───── RAW DATA
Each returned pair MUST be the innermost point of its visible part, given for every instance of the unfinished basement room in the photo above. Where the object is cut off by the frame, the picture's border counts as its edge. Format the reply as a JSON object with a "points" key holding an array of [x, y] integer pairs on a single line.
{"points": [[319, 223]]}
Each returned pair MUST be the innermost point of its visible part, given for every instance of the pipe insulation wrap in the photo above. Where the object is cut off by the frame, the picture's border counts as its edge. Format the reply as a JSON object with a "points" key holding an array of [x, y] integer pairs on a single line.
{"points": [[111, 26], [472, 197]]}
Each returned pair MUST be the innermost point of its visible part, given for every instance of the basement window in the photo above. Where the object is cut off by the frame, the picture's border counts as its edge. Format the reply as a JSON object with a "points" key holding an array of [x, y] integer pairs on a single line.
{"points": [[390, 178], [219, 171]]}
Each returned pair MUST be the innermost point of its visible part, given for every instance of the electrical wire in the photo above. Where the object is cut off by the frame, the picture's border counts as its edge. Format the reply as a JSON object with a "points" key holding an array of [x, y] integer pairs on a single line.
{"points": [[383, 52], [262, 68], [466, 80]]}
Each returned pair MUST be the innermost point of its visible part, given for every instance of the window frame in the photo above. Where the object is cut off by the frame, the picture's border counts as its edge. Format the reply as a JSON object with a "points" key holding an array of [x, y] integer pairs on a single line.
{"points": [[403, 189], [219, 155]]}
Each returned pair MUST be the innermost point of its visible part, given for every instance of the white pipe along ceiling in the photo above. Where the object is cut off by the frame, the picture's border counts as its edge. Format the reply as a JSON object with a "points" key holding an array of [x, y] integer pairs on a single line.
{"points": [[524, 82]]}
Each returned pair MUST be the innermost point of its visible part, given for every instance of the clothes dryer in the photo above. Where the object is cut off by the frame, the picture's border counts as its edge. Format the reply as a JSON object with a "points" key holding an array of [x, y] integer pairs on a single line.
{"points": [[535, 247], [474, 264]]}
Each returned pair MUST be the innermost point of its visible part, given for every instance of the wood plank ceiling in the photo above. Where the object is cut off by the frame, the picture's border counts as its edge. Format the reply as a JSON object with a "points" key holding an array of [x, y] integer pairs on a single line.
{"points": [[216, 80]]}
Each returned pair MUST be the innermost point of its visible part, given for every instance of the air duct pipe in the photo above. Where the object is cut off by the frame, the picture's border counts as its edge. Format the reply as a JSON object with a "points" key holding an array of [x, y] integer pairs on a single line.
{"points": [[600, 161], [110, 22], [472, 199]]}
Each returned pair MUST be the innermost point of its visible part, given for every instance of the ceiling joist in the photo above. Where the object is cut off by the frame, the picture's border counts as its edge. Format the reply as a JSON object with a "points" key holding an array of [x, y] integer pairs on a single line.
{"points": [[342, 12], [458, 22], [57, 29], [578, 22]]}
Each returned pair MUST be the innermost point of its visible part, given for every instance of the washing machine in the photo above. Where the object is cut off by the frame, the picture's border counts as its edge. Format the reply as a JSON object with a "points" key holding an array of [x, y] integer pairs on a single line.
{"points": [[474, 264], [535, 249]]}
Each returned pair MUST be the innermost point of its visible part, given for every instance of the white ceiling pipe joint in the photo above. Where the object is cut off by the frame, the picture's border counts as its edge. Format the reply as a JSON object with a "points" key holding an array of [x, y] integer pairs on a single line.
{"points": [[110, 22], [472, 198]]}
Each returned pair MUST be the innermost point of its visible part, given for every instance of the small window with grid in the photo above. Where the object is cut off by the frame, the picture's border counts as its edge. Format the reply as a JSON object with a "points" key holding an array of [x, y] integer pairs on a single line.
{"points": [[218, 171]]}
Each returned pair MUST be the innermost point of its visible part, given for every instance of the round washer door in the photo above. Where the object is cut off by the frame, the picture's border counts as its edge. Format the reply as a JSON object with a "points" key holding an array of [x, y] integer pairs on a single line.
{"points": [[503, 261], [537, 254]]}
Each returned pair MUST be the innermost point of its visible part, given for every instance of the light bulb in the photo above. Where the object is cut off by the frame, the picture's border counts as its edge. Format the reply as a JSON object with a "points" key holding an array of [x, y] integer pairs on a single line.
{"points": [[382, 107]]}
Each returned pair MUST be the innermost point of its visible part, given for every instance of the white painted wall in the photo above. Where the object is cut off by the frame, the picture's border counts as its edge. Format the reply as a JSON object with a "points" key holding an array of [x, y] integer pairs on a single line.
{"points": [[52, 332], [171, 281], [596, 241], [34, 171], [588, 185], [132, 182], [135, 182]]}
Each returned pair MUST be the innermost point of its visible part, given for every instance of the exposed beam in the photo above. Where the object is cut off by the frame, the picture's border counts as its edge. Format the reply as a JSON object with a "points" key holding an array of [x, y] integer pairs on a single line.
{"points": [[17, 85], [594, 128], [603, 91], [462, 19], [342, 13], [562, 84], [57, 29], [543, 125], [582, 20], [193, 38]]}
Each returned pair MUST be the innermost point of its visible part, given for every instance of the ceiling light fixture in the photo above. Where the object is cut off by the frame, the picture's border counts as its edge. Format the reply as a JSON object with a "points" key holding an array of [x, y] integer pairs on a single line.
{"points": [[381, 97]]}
──────────
→ **WORK REQUIRED**
A precise copy of the whole listing is the expected answer.

→ **TASK RESPONSE**
Each returned pair MUST be the innermost point of its visible part, given for every instance of the unfinished basement room in the photo above. Where the object is cut off by the frame, the picture's border counts as its edge. Format the reply as a JSON object with a "points" key holding an array of [x, y] integer pairs on a single line.
{"points": [[319, 223]]}
Each returned pair MUST be the innermost point of its visible part, given for every instance of the pipe insulation wrap in the photo above. Where the object is cut off by the frame, the picture's border counts as its edge. Format the reply as a JSON object with a "points" key holding an array of [x, y] integer pairs on a single line.
{"points": [[111, 26], [472, 197]]}
Each returned pair MUST be the innermost point of its visible part, given for every instance of the basement window in the photo above. Where the object is cut off by the frame, the picture's border counts as its edge. Format the reply as a JSON object with a "points" key holding an array of [x, y] integer pairs on a single line.
{"points": [[390, 178], [219, 171]]}
Each returned pair MUST be the innermost point of its visible part, given for every instance of the electrical wire in the photo above. Where the object is cut off by the frame, the picture's border counts as its edge. Format the reply as a JSON object with a "points" key holding an array of [x, y] integer pairs on a single line.
{"points": [[383, 52], [262, 68], [466, 80]]}
Each returned pair MUST be the innermost point of its visible part, given for every instance of the window frame in the photo above. Where the object is cut off by the frame, the picture's border counts as its edge. Format the reply as a JSON object with a "points" key holding an array of [x, y] integer pairs on a single line.
{"points": [[403, 189], [219, 155]]}
Each returned pair MUST be the innermost point of its visible part, given for every instance of the white pipe along ceiling in the photo above. Where the object is cut off by the frame, the picture's border counts as its edge. Format the reply as a JSON object with a "points" key holding an array of [x, y] integer pairs on a single line.
{"points": [[524, 82]]}
Each returned pair MUST be the innermost point of its visible part, given for every instance of the clothes dryer in the photo above. Where the object is cut off by the frame, the picture's border counts as its edge. Format the reply as a JSON object with a "points" key holding an array of [x, y] integer pairs on a single line.
{"points": [[535, 247], [474, 264]]}
Each returned pair MUST be the innermost point of its visible part, given for every instance of the wood plank ceiling in the photo above. Where the object is cut off by the frame, the picture's border counts as its edge. Format the reply as a JSON object with a "points" key holding an array of [x, y] integer pairs on a single line.
{"points": [[216, 80]]}
Each returned pair MUST be the innermost point of its visible part, given for every instance of the air duct pipe in the photo above. Where the object is cut off by the frame, the picture's border counts as its edge. Format the reply as a JSON object with a "points" key holding an array of [x, y] integer pairs on a single line.
{"points": [[600, 161], [110, 22], [472, 199]]}
Each returned pair MUST be the innermost point of its visible part, given for every instance of the ceiling joist in the photo above. Where the object is cut off by the frame, the picture's border counts as its edge. Format the reply as a JSON object with a "points" key holding an array of [x, y] integer pairs on a single line.
{"points": [[342, 12], [458, 22], [57, 29], [578, 22]]}
Each returned pair MUST be the innermost point of its visible part, given for every instance of the washing machine in the photo above. Where the object is cut off by the frame, the picture's border counts as its edge. Format the reply as a JSON object with a "points" key holding an array of [x, y] integer pairs on a single line.
{"points": [[474, 264], [535, 249]]}
Each returned pair MUST be the innermost point of its visible part, given for every instance of the white ceiling pipe joint in the photo above. Where the object is cut off by the frame, the picture's border counts as its edge. Format the reply as a JSON object with a "points" key holding an array of [x, y] integer pairs on a single line.
{"points": [[110, 22], [472, 198]]}
Each returned pair MUST be the innermost point of its visible part, given for every instance of the small window with grid in the photo above. Where the object is cut off by the frame, the picture's border counts as its edge. Format the reply as a JSON object with a "points" key holding an array of [x, y] integer pairs on a single line.
{"points": [[218, 171]]}
Each returned pair MUST be the innermost point of its visible part, given for every instance of the round washer door in the photo above. Where the object is cut off by the frame, the picture's border counts as its edge. Format the reply as a JSON object with a "points" key holding an array of [x, y] integer pairs on a single line.
{"points": [[503, 261], [537, 254]]}
Each returned pair MUST be the innermost point of its visible part, given for every instance of the light bulb in the photo above. Where the object is cut off by the frame, the picture's border counts as its edge. Format the reply as a JSON object with a "points" key holding an array of [x, y] integer pairs on a single line.
{"points": [[382, 107]]}
Each returned pair MUST be the innermost point of its visible part, given for every instance of the white painted wall in the photo above. Where the object is cut off by the frame, the picture's border counts as its edge. Format the reply as a JSON object with a "points" key holding an array of [x, y] integer pairs on a single line.
{"points": [[52, 332], [171, 281], [596, 241], [34, 171], [588, 185], [132, 182], [135, 182]]}
Each returned pair MUST be the innermost point of its visible part, given for every instance of the exposed beam in the photo above. Where the object is cut off by the frame, the picture's border counts as its edge. Format the reply as a JSON object with a "points" key holding an array of [x, y] integer pairs on a single line.
{"points": [[17, 85], [594, 128], [603, 91], [462, 19], [342, 13], [562, 84], [57, 29], [543, 125], [582, 20], [193, 38]]}
Each returned pair MUST be the innermost point of its visible part, given for every instance of the ceiling light fixture in the photo above. Where the object is cut off by the frame, the picture's border counts as its edge. Format the reply as a JSON object with a "points" key holding an array of [x, y] integer pairs on a single line.
{"points": [[381, 97]]}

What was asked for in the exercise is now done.